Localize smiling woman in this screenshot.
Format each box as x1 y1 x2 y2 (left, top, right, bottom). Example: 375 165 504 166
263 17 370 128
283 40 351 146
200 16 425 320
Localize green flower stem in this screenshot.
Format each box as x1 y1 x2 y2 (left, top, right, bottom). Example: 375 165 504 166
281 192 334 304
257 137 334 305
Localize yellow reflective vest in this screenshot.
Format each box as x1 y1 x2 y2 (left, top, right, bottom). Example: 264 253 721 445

....

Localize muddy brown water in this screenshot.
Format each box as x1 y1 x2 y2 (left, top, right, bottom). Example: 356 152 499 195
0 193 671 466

....

What you have to do: From the entries above, write out only the lines starting at the line that holds "Localize smiling woman in this screenshot." and ending at the line that holds "253 721 445", keeping both and matching them exactly.

Response to the task:
Localize smiling woman in this screenshot.
Format each box as x1 y1 x2 y2 (left, top, right, bottom). Example: 375 165 504 166
263 17 370 128
283 40 351 146
200 16 425 320
Localize green flower stem in this screenshot.
Format each box as x1 y1 x2 y2 (left, top, right, bottom). Example: 375 165 504 166
281 192 334 304
257 137 334 305
Localize yellow reflective vest in this screenshot.
Format each box as x1 y1 x2 y2 (left, top, right, bottom). Example: 264 253 721 445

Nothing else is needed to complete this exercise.